=== YOUR OBJECTIVE ===
In the records below, change "integer" to "whole-number" starting at the line containing "Annotation task — pin every instance of the brown" and ending at the last record, keeping everything else the same.

>> begin SUPPLIED MATERIAL

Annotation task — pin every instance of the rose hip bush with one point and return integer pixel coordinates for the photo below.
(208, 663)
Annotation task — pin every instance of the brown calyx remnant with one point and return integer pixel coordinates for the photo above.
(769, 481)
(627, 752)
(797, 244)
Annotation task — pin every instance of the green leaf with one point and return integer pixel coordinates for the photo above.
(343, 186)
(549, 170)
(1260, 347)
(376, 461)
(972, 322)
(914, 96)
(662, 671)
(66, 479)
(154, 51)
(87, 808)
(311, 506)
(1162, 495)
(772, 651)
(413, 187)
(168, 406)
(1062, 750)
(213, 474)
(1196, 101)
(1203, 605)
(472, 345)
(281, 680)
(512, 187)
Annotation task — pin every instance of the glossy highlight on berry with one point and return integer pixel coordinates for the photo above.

>> end SUPPLIED MATERIAL

=== FULL RESPONSE ===
Annotation task — pin every instance of the brown calyx remnant with one point and return whole-number pixel coordinates for the photo above.
(769, 481)
(627, 752)
(797, 244)
Annotation task — pin every instance of the green leaf with one point and return whole-number pixel coordinates for the photo above.
(343, 186)
(549, 170)
(1260, 347)
(376, 461)
(972, 322)
(914, 96)
(662, 671)
(66, 479)
(154, 51)
(87, 808)
(311, 506)
(1162, 495)
(772, 651)
(413, 187)
(168, 406)
(1062, 750)
(213, 474)
(1196, 101)
(1203, 605)
(472, 345)
(281, 680)
(512, 187)
Annotation task — pin every instance of the glossy highlight on berry with one point and return whole-number pixel coordinates for the photo above.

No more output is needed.